──────── READING TEXT ────────

So there I have tried to keep the original events at an appropraite speed, adding nothing new but going into greater detail for each one. I've tried to show things through Alice's filter of perception. You want Alice to be thoughtful, so - _Alikazam_! - I gave her some thoughts. I've tried to depict Neil as a certain type of person, with a little of his history but not too much, and I added some little bits of scenery and interior monologue that is supposed to (can't say if it does or not) somehow illustrate their relationship; he is a powerful lion or a sharp rock, she is a little bluebonnet, and above them birds wheel. Because: why would birds wheel? They're a bit of a symbol of doom aren't they, as if something has died down there, so it is supposed to kind of introduce a little bit of uncertainty - without stating it outright but via the medium of scenery. And I chose these things not randomly but to highlight precisely this stuff  (though of course they have to be relevant; I wouldn't actually put a  lion nearby because that would be pretty daft, right?) Yet nowhere have I mentioned anything about how they should feel. I have tried to simply create the conditions that will make the readers feel it.

Hope this helps.


----------



## w.riter

_Neil's warm mouth brushed Alice's cheek, soft and powerful like the stroke of a lion against its cub, and she thought to herself how lucky she was, to have caught the eye of this successful stockbroker, this fearless skydiver, this community pillar with his large social following and his hair of flowing obsidian. Something in her fluttered and she carressed his arm. 

Suddenly he stopped, and squatted, plucking something from a green gap between two sharp rocks of the sort that proliferated these lower slopes of Big Mouth Mountain.

"A flower - a bluebonnet, if I'm not mistaken," he said, taking her hand and pressing it down into her palm. "For you."

__Just her - and him. The solutide, the blue sky above, dotted with wheeling birds - all of it was purest heaven.
_
Wonderful, bd, thanks.

It goes to show just how far I am from being a better writer.


----------



## bdcharles

You'll get there. It takes time, and practise, and being - in my case at least - pitilessly honest with myself about what works. Also what really helps, again for me, is taking a genuine delight in language, in trying to create joy, or horror, maybe ecstasy, or a pastoral idyll, or the shattered remains or a post-plague society, or even a crippling sadness just using words. It's like playing God.


----------



## w.riter

bdcharles said:


> You'll get there. It takes time, and practise, and being - in my case at least - pitilessly honest with myself about what works. Also what really helps, again for me, is taking a genuine delight in language, in trying to create joy, or horror, maybe ecstasy, or a pastoral idyll, or the shattered remains or a post-plague society, or even a crippling sadness just using words.



What would you say about this one, I have tried to depict the characters:

She pressed the phone dialing buttons as if she hated the phone. She wanted to call this forgetfull, irresponsible womanizer called her husband, and give him some of his medicine. This was the eight, or eight night - she could not tell  - really, that he had not not returned her call.

────────

### TO DO
1. In the forum thread on depicting characters, list the images that the first post assigns to Neil and to Alice.
2. Continue the forum thread on depicting characters from its last sentence.

──────── EXTRACTED RECORDS ────────

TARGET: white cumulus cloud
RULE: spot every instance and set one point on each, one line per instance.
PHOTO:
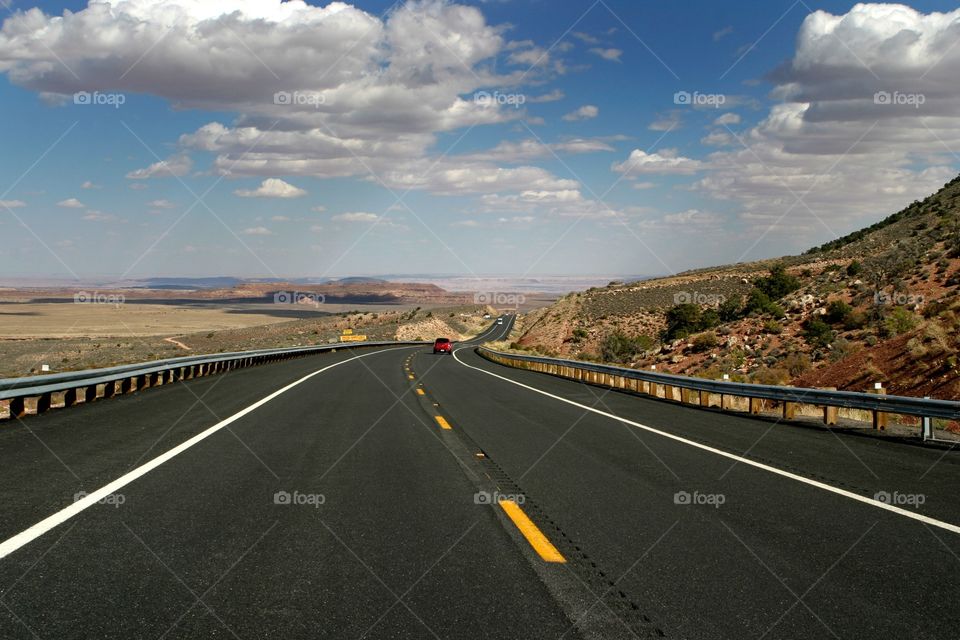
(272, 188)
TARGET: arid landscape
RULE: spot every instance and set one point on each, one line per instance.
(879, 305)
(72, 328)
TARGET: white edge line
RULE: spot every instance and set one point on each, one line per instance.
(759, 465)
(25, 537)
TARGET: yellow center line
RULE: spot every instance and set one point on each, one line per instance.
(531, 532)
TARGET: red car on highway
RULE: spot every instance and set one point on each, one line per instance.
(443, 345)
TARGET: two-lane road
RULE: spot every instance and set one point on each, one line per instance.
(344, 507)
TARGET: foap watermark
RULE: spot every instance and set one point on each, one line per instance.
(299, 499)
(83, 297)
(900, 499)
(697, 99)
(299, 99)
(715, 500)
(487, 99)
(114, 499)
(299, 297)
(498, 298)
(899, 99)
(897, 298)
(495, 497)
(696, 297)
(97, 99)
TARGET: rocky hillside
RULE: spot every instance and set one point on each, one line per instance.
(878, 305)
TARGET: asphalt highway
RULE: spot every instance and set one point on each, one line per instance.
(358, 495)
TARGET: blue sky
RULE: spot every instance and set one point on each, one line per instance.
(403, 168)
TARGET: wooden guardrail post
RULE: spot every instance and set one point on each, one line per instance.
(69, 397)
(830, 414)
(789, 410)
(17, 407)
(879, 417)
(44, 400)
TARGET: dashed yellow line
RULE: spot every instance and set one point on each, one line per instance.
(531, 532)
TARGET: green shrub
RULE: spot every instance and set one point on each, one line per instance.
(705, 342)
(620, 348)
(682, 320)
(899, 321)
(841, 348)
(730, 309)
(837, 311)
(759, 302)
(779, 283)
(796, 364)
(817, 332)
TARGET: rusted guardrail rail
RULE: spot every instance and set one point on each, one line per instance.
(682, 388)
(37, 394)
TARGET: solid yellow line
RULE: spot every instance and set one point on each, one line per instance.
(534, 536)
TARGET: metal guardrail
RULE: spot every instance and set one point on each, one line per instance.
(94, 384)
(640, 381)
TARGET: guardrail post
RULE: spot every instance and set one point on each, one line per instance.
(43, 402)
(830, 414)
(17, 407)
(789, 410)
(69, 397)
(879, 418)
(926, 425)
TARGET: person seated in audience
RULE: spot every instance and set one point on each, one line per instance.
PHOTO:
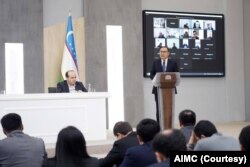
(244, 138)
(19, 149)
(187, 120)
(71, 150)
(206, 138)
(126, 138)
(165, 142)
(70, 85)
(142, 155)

────────

### TASK RESULTS
1. Neil: a powerful lion and a sharp rock. Alice: a little bluebonnet.

2.
No matter how much she was angry at her husband, she was not able to forget their first kiss: it happened at a disco. After spotting each other's loneliness, both of them could feel the desire to start talking to each other. He took the first step, and approached her. No matter how hard he wanted to talk to her, the music was too loud. After a few minutes of his carelessness as regards the loudness, he desired to exchange a few sensual words with her. ''How are you?'' asked he genuinly interested. His answer remained unanswered; all that she expected was the kiss. He was able to feel it. He suddenly moved his impatient lips towards hers and offered his impatience to her. She accepted his impatience, kissed him, and felt like the queen of the night...


----------



## Harper J. Cole

w.riter said:


> What would you say about this one, I have tried to depict the characters:
> 
> She pressed the phone dialing buttons as if she hated the phone. She wanted to call this forgetfull, irresponsible womanizer called her husband and give him some of his medicine. This was the eight, or night night - she could not tell  - really, that he didn't return her call.
> No matter how much she was angry at her husband, she was not able to forget their first kiss: it happened at a disco. The both of them wanted to talk to each other. He took the first step, and approached her. No matter how hard he wanted to talk to her, the music was too loud. So, after a few minutes of his carelessness, he desired to exchange a few sensual words with her. Then he suddenly moved his impatient lips towards hers and offered her his kiss. She accepted the kiss, and felt like the queen of the night.



It's important to keep consistent with whose perspective it is. Here, we're following the wife's perspective as we go into a flashback - this flashback should also be from her perspective, as she is the one remembering it. But phrases like "he wanted", "he desired", "his impatient lips" are instead showing us the husband's perspective.


----------



## bdcharles

w.riter said:


> What would you say about this one, I have tried to depict the characters:
> 
> She pressed the phone dialing buttons as if she hated the phone. She wanted to call this forgetfull, irresponsible womanizer called her husband and give him some of his medicine. This was the eight, or night night - she could not tell  - really, that he didn't return her call.
> No matter how much she was angry at her husband, she was not able to forget their first kiss: it happened at a disco. The both of them wanted to talk to each other. He took the first step, and approached her. No matter how hard he wanted to talk to her, the music was too loud. So, after a few minutes of his carelessness, he desired to exchange a few sensual words with her. Then he suddenly moved his impatient lips towards hers and offered her his kiss. She accepted the kiss, and felt like the queen of the night.



The thing is that alot of this is exposition - backstory, infodumping. It's not bad info (coupla typos) but it takes us out of the moment, and if readers are to feel fully invested in this scene, it helps to have invested in the moment being remembered. That means not just recapping it but quite possibly writing an earlier scene in which it happens. It's a bit like the difference between hearing about someone's problems when you've just met them, versus hearing about them having gone through them with the person.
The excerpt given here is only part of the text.